**Supplied passage**:
- - - - -
Letters Should be Read and Not Left Unanswered / Wendy Iriepa and Ignacio Estrada

By: Ignacio Estrada Cepero, Executive Director of The Cuban League against AIDS.

With the special collaboration Information Center Hablemos Pres.

Havana, Cuba, Letters from San Jose Prison is a collection in the first four letters sent by inmates with HIV / AIDS to the Information Center of Hablamos Pres. with the objective that they would be published in different sites with the sole end of appealing to the prison authorities of the island to improve the prison system for people with HIV / AIDS.

Letters from San Jose Prison chronicles the experiences of adults closing in on old age and some younger. For those unfamiliar with it, San Jose Prison is located in the municipality of San José, the old Havana province, now Mayabeque. It is known within the National Directorate of Prisons as a Special Unit on AIDS. For people like me who have lived the bitter experience of being detained in a prison like this, we know it has nothing special. What I can assure you from my experience and testimony is that it is a prison like any other.

On the island there are a total of six prisons for the detention of prisoners with HIV / AIDS. At first they  said they were prisons equipped with medical equipment, good food, and that people who would receive sentences in such establishments were treated differently to other prisons. Reality as always was different, but I do not want it to be me who narrates what happens in places like this, I want those who live in the prison right now to become their own historians, so those they will leave behind one day can understand them and I thank them for making me think about that people doing this have to have an answer.

In Cuba there are currently more than 600 inmates with HIV / AIDS including women and men with the main route of infection being self-injection. A route of infection that has been repeatedly denounced because of the complicity and epidemiological responsibility on the part of the Prison Health system and the Island’s health system.  For those who thought these things would never be known, because they thought these people did not deserve to be heard. Here are the first letters from the Prison of San Jose come to us and I assure you that letters will be read and answered.
- - - - -
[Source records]
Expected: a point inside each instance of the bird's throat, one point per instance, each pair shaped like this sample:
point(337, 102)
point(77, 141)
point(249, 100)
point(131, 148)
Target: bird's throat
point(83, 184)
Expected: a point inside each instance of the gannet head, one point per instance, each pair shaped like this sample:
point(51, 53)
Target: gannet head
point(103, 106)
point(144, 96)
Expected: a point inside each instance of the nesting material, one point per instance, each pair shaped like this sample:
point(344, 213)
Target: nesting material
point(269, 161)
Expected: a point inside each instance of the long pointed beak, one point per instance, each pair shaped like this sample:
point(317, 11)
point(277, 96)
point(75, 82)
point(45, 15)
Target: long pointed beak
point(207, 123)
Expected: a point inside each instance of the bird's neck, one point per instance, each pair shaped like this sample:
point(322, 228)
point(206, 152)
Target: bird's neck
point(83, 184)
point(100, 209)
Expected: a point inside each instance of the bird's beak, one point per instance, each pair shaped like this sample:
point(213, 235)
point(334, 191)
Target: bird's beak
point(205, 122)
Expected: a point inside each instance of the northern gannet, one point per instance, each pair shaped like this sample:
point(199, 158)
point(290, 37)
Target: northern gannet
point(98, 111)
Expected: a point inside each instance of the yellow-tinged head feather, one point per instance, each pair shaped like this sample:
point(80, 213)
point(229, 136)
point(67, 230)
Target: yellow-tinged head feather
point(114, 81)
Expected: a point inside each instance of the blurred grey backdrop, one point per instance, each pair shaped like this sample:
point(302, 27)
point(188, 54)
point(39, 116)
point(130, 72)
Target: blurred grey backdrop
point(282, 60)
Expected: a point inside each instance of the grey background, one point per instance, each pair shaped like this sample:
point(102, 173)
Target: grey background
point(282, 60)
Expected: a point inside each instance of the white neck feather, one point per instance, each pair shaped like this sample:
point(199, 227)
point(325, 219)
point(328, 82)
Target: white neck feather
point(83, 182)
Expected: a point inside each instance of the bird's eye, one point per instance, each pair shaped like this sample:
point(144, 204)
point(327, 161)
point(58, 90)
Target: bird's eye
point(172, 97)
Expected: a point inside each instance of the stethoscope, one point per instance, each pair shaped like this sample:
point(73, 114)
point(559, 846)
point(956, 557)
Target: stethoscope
- - - - -
**What you need to do**:
According to the passage about the San Jose Prison letters, how many prisons on the island hold prisoners with HIV/AIDS?

**Result for this exercise**:
Six